● **CONSIGNES DE TRAVAIL**:
A) D'après le texte sur les fonds de pension, à quel rythme annuel le rapport Charpin prévoyait-il que la croissance économique des prochaines décennies risquait de se traîner ?
B) Recopiez le passage du texte sur les fonds de pension depuis « Par contre, ce » jusqu'à « les retraités de 2050. » inclus.

● **TEXTE À LIRE**:

Il y a un peu plus d’un an, tous les rapports de soi-disant experts défendaient avec forte conviction la capitalisation et les fonds de pension en expliquant qu’il fallait profiter des ‘‘performances’’ de la bourse. Certains (rapport Charpin) n’hésitaient pas à comparer la croissance économique des prochaines décennies qui risquait de se traîner à 1,7 % par an, à la bourse qui était sensée poursuivre sur sa lancée de 6,6 %. Résultat selon eux, la répartition dont les cotisations sont indexées sur les salaires (et donc sur le niveau de croissance) risquait de s’avérer nettement moins rentable que la capitalisation dont les actifs sont placés en action.

Comment un économiste peut-il sérieusement croire que la bourse augmentera durablement à un rythme supérieur de 5 points à celui de l’économie ? La bourse n’est-elle pas le reflet des performances économiques ? En réalité, si elle s’écarte durablement des ‘‘valeurs fondamentales’’ c’est que nous sommes en présence d’une ‘‘bulle spéculative’’. Et une bulle, par définition, ça ne dure pas, ça éclate un jour ou l’autre. La preuve. Regardez les ‘‘performances’’ de la bourse l’année suivante. C’est curieux… On entend moins parler des fonds de pension aujourd’hui…

La bulle a éclaté, c’est entendu. Mais qu’est-ce qui, auparavant, avait provoqué cette ‘‘exubérance irrationnelle des marchés’’, pour reprendre les mots de M. Greenspan, Président de la Réserve fédérale américaine ? Les fonds de pension, pardi ! C’est justement l’épargne des salariés américains qui est arrivée en masse sur les marchés européens, et qui, naturellement, a provoqué une augmentation artificielle de la demande de titres et une hausse des cours boursiers, laquelle était le principal argument des fonds de pension en France…

Par contre, ce qu’ils n’ont pas bien expliqué, c’est en quoi la capitalisation allait changer quoi que ce soit au rapport actif / inactif de 2050. Car, que l’on répartisse l’argent selon un mode de répartition ou de capitalisation, le résultat est exactement le même. En effet, quel que soit le régime que l’on choisit, ce n’est pas la richesse que l’on produit aujourd’hui qui profitera aux retraités de demain. A moins de garder en réserve une partie de sa production nationale quelque part, ce sera toujours la richesse produite en 2050 qui profitera (ou ne profitera pas) aux retraités de 2050. Dès lors, si en 2050 on a plus d’inactifs que d’actifs, on ne résout aucune équation du problème en instaurant un régime par capitalisation : ce sera toujours aux actifs de 2050 de produire les marchandises que consommeront les retraités de 2050.

● **DONNÉES BRUTES**:
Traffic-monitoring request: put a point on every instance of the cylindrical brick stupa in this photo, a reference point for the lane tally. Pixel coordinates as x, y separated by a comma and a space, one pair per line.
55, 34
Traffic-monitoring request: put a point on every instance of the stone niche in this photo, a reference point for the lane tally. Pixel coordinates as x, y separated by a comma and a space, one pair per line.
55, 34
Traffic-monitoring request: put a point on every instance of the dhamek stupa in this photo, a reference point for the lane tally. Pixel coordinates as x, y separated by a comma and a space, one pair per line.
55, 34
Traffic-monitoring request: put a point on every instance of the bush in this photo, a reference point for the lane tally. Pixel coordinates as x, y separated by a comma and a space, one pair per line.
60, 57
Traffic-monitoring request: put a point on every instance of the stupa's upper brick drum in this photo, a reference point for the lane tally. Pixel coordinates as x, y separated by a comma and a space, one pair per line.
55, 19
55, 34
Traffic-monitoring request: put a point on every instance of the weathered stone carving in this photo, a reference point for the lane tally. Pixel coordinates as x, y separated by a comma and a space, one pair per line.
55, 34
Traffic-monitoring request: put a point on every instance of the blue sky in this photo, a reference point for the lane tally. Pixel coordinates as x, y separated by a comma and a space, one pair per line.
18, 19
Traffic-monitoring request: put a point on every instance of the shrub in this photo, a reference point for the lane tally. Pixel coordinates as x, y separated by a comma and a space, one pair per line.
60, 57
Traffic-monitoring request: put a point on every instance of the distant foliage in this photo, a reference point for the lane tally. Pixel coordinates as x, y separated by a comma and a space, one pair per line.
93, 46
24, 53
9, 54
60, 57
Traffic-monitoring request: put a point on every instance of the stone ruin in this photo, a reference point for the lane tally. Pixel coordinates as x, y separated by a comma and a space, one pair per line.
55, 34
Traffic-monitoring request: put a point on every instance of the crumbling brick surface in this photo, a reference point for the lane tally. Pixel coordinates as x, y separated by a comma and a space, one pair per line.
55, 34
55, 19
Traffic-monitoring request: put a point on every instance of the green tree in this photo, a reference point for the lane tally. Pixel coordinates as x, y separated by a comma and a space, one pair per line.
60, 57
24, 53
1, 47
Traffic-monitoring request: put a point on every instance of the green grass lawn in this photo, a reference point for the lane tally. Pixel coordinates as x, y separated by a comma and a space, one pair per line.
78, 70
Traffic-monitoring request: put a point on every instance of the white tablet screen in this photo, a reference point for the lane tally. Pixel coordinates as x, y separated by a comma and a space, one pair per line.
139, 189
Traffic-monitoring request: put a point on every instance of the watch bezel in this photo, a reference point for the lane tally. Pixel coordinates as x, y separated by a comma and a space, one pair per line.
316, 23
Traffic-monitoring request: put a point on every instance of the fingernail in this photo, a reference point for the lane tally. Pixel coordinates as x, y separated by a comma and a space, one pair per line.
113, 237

● **RÉPONSES AUX TÂCHES**:
A) À 1,7 % par an.

B)
Par contre, ce qu’ils n’ont pas bien expliqué, c’est en quoi la capitalisation allait changer quoi que ce soit au rapport actif / inactif de 2050. Car, que l’on répartisse l’argent selon un mode de répartition ou de capitalisation, le résultat est exactement le même. En effet, quel que soit le régime que l’on choisit, ce n’est pas la richesse que l’on produit aujourd’hui qui profitera aux retraités de demain. A moins de garder en réserve une partie de sa production nationale quelque part, ce sera toujours la richesse produite en 2050 qui profitera (ou ne profitera pas) aux retraités de 2050. Dès lors, si en 2050 on a plus d’inactifs que d’actifs, on ne résout aucune équation du problème en instaurant un régime par capitalisation : ce sera toujours aux actifs de 2050 de produire les marchandises que consommeront les retraités de 2050.